◆ STATED EXERCISE ◆
Retype precisely the section of the data that starts at the line containing "Indicate each instance of the asphalt" and runs to its final line, ends included.

····················

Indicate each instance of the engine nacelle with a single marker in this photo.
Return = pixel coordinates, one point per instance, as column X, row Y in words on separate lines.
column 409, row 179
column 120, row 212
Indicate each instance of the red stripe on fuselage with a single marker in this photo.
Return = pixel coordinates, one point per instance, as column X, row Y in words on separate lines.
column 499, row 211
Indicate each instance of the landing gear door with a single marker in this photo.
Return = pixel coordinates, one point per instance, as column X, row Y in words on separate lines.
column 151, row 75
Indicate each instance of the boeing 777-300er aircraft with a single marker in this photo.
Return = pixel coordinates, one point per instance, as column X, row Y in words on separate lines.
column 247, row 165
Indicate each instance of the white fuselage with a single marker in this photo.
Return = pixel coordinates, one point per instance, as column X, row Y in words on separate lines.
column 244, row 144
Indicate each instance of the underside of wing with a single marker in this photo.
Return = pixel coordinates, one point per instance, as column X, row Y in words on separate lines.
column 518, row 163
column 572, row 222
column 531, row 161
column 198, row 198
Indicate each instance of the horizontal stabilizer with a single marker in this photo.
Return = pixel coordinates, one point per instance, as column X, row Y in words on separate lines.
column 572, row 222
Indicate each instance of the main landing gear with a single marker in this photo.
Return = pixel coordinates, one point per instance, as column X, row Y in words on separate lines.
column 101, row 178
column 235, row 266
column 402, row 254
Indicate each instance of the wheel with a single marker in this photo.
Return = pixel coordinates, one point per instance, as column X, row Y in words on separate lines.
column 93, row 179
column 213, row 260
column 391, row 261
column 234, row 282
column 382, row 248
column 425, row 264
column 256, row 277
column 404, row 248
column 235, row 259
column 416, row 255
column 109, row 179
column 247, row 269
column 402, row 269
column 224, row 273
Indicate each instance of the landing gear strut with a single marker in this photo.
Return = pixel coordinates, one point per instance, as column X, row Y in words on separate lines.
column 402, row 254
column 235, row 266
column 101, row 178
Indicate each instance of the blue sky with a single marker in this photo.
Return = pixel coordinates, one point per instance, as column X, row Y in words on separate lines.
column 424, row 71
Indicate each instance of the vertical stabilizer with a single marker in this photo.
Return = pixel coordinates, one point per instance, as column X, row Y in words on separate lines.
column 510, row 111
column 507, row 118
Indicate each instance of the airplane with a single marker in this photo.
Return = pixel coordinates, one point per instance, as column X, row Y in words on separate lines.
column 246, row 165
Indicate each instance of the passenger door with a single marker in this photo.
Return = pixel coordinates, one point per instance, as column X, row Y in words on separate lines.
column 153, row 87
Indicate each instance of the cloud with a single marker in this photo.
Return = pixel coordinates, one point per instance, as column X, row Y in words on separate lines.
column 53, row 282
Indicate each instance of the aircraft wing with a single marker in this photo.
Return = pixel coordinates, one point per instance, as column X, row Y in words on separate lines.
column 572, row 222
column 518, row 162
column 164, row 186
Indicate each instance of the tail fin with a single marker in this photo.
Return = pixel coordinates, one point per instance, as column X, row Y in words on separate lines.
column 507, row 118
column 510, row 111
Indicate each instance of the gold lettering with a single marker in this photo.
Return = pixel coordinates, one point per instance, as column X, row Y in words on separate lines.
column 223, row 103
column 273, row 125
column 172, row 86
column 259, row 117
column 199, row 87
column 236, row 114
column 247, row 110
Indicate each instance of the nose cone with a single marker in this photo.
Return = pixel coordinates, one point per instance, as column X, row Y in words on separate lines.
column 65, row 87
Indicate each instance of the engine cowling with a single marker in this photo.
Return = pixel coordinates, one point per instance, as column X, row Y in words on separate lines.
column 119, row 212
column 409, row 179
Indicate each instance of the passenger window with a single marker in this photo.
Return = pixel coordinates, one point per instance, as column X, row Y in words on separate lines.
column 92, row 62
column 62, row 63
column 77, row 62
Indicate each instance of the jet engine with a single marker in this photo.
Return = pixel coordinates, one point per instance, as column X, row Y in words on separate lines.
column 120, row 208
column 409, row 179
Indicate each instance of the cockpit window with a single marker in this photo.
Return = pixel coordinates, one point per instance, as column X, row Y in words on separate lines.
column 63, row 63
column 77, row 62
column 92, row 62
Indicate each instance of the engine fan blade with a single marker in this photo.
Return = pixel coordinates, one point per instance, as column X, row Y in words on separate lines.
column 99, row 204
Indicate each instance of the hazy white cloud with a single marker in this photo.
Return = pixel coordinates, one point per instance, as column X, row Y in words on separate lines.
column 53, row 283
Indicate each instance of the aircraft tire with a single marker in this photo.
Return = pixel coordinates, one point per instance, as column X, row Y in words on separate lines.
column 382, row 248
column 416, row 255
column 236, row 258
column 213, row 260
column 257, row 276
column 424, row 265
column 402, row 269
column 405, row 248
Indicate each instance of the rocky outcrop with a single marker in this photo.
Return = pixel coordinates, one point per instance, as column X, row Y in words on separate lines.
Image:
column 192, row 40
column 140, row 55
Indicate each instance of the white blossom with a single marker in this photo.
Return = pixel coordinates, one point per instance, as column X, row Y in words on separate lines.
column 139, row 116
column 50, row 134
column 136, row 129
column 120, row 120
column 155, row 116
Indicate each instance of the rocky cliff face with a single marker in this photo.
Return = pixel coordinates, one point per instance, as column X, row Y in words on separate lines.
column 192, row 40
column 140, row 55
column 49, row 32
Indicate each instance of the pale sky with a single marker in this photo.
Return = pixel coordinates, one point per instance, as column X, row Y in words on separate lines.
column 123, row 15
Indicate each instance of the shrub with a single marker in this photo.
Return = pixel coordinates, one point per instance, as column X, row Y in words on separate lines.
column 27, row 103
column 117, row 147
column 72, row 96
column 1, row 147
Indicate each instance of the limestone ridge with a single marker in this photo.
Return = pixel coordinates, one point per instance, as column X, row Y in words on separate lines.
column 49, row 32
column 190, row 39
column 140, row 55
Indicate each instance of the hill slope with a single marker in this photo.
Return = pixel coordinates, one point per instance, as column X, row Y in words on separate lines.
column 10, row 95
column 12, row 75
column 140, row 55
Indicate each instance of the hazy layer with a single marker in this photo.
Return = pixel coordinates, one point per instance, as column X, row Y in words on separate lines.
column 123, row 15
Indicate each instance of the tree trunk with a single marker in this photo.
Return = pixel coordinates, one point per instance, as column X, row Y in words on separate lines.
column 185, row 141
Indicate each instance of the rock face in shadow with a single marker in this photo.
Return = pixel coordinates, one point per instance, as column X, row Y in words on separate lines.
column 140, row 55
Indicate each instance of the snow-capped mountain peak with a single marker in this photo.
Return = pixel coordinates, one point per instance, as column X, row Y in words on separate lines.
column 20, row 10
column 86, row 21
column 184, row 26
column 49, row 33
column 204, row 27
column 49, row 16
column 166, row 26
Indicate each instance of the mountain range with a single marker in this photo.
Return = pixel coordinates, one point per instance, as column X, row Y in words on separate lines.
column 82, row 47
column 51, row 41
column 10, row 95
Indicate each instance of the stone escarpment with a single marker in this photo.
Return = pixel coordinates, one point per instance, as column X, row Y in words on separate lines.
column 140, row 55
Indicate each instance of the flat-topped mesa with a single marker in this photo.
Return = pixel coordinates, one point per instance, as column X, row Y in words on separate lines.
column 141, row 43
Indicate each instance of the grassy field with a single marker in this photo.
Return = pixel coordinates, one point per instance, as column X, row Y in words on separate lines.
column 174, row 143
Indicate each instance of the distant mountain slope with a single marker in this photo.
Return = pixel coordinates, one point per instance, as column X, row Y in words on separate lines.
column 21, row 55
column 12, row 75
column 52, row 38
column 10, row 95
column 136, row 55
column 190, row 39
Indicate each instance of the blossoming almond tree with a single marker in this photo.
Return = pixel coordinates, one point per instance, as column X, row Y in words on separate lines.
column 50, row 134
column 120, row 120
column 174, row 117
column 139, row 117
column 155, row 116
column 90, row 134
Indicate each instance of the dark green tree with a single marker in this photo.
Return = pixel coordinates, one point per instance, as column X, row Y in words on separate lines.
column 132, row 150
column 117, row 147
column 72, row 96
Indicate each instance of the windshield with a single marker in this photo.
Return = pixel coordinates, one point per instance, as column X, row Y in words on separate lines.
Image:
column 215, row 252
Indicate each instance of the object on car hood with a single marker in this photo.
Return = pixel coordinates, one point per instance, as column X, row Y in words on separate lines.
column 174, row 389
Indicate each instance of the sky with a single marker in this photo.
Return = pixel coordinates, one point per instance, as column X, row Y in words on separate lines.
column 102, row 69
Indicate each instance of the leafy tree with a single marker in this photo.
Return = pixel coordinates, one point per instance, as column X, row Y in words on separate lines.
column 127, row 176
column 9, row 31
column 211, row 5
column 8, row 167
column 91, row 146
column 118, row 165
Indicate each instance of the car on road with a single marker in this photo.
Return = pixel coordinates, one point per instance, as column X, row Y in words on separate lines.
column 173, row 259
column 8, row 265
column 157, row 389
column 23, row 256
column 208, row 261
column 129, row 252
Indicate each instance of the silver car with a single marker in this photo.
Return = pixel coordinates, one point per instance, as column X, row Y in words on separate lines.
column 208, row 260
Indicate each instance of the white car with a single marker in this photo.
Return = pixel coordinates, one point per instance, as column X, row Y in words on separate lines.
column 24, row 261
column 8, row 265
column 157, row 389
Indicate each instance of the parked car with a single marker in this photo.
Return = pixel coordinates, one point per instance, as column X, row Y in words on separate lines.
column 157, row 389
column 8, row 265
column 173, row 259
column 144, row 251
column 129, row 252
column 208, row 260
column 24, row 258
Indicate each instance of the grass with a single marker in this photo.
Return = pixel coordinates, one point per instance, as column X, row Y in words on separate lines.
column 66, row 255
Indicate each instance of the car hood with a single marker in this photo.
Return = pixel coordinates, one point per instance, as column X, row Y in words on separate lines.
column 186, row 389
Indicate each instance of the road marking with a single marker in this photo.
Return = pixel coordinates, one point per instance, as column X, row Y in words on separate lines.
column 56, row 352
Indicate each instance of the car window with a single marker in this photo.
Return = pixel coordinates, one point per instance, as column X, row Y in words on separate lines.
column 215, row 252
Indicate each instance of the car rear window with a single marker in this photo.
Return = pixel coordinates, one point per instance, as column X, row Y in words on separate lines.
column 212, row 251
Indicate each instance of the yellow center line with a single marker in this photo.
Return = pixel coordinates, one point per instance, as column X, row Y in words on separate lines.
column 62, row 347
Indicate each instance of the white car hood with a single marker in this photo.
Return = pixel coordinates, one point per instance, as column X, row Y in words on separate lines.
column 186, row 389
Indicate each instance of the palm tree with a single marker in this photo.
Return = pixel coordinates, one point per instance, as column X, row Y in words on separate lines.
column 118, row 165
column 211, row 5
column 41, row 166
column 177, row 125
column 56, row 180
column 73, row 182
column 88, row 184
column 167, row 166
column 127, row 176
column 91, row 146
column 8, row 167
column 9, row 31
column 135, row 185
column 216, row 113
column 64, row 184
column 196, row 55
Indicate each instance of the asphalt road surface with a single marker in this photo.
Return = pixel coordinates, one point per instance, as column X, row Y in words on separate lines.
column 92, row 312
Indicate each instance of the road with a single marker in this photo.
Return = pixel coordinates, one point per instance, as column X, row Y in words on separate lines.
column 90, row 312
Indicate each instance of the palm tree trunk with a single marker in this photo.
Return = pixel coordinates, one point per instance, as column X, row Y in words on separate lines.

····················

◆ EXERCISE ANSWER ◆
Indicate each instance of the asphalt road surface with a single marker in this photo.
Return = pixel coordinates, one point per instance, as column X, row Y in words on separate lines.
column 92, row 312
Indicate each instance of the road with a single marker in this photo.
Return = pixel coordinates, one point per instance, as column X, row Y in words on separate lines.
column 90, row 312
Indicate each instance of the palm tree trunk with a single marker in this photo.
Return = pixel coordinates, one point per instance, as column X, row Y in words on separate lines.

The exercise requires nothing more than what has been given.